→ Given task: Copy the lines of the rows below from the one containing "Can you find the gooseneck" through the one containing "pixel 16 250", inclusive, keeping all wording unchanged. Multiply each pixel coordinate in the answers by 1.8 and round to a whole number, with halves rounded up.

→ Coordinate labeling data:

^^^^^^^^

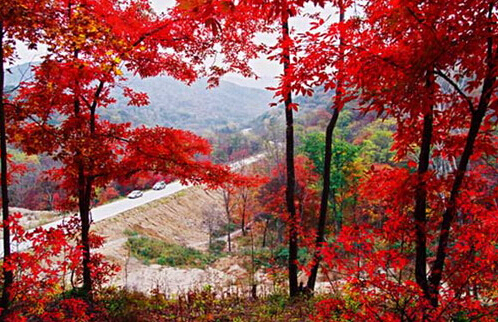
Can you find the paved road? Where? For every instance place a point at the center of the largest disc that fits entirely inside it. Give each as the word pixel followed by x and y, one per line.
pixel 115 208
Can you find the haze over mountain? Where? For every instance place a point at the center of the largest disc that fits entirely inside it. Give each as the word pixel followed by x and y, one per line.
pixel 175 104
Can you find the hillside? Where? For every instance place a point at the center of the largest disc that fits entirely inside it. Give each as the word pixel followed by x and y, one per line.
pixel 175 104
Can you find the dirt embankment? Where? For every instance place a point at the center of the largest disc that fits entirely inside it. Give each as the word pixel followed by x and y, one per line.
pixel 184 219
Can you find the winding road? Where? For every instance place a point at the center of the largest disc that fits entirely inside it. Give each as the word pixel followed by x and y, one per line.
pixel 117 207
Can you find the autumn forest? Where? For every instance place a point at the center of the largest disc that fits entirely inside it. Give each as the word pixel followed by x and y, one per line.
pixel 361 186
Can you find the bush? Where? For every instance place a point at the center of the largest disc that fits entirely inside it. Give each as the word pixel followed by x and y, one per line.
pixel 156 251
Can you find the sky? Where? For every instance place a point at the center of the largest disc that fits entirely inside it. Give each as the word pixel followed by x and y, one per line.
pixel 265 69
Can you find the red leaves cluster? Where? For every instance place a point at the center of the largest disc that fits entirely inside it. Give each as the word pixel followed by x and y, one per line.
pixel 49 267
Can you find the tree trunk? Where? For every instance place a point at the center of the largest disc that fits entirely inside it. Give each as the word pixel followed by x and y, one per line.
pixel 291 178
pixel 84 195
pixel 420 213
pixel 329 132
pixel 322 220
pixel 475 123
pixel 8 276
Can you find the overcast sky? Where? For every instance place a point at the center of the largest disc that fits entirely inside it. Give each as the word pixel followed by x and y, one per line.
pixel 265 69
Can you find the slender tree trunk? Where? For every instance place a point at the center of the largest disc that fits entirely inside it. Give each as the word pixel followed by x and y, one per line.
pixel 244 203
pixel 329 132
pixel 226 199
pixel 84 195
pixel 420 213
pixel 322 220
pixel 475 123
pixel 8 276
pixel 291 177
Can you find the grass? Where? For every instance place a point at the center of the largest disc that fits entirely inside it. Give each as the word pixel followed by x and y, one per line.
pixel 152 251
pixel 205 305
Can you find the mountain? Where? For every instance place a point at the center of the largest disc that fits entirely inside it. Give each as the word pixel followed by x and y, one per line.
pixel 175 104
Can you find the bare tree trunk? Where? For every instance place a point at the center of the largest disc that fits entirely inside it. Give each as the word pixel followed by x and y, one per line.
pixel 329 132
pixel 8 276
pixel 475 123
pixel 227 199
pixel 291 178
pixel 84 195
pixel 420 213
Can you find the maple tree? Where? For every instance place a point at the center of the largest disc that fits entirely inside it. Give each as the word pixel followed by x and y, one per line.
pixel 19 21
pixel 89 46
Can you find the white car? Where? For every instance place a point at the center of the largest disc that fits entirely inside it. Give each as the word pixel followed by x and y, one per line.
pixel 159 185
pixel 135 194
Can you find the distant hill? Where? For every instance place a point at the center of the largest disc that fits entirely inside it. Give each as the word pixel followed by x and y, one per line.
pixel 175 104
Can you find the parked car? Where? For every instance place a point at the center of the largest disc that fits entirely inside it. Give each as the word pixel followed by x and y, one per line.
pixel 135 194
pixel 159 185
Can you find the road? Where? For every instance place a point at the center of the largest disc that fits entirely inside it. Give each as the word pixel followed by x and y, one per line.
pixel 116 207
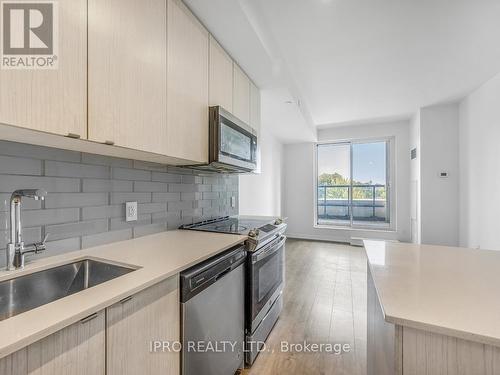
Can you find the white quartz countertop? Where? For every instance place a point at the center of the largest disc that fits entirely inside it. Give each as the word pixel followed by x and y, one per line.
pixel 159 256
pixel 448 290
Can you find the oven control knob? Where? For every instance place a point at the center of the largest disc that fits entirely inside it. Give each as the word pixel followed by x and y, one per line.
pixel 254 233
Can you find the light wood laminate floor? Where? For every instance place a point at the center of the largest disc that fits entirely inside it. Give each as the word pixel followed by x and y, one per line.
pixel 324 302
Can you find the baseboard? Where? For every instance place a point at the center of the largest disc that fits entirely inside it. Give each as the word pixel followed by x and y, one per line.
pixel 317 238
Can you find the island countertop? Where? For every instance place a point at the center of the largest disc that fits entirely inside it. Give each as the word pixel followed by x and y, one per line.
pixel 157 258
pixel 447 290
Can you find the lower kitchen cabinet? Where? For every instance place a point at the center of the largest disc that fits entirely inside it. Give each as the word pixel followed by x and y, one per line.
pixel 78 349
pixel 133 323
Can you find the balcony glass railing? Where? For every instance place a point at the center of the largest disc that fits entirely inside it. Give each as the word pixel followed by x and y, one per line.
pixel 365 203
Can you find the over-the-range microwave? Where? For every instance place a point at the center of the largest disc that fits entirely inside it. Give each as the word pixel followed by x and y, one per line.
pixel 232 144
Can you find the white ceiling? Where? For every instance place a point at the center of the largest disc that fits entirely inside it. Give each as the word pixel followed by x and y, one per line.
pixel 343 61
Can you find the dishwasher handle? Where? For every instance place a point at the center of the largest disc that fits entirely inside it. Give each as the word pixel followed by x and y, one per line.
pixel 223 273
pixel 201 277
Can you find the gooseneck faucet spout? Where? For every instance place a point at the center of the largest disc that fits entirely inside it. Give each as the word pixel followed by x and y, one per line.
pixel 16 250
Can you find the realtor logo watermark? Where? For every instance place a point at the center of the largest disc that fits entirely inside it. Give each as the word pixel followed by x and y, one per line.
pixel 29 34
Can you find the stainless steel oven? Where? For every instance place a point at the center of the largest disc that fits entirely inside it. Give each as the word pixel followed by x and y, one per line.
pixel 264 289
pixel 233 144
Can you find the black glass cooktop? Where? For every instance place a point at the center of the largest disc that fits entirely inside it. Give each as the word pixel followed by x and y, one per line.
pixel 234 225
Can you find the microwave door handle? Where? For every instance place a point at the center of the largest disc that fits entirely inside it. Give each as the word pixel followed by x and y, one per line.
pixel 271 251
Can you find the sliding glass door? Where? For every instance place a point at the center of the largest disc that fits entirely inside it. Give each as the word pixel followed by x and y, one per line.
pixel 353 184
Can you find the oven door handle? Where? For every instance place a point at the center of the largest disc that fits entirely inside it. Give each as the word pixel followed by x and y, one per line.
pixel 272 249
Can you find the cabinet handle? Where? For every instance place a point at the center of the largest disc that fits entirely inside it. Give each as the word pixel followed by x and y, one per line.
pixel 89 318
pixel 126 299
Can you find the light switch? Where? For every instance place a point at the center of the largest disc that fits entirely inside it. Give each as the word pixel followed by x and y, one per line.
pixel 131 211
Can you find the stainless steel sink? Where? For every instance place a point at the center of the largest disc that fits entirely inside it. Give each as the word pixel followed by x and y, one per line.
pixel 27 292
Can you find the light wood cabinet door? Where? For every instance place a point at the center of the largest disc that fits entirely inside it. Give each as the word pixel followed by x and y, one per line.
pixel 78 350
pixel 54 100
pixel 187 86
pixel 255 111
pixel 127 73
pixel 241 94
pixel 221 77
pixel 132 325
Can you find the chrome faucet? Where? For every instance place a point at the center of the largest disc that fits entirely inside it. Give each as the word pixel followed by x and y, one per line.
pixel 16 251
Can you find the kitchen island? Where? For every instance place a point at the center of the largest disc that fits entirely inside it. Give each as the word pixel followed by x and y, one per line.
pixel 432 310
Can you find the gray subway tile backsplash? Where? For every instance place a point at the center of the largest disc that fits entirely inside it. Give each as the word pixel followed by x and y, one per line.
pixel 63 169
pixel 86 196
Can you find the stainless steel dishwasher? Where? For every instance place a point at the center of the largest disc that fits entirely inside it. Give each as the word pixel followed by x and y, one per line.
pixel 213 315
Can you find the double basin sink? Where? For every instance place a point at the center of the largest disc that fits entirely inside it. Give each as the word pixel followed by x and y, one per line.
pixel 27 292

^^^^^^^^

→ Answer below:
Can you find the gooseneck faucet spout? Where? For every instance place a point at the center of the largest disc that fits entirely inside it. Give each as the word pixel followed by x and y, one per line.
pixel 29 450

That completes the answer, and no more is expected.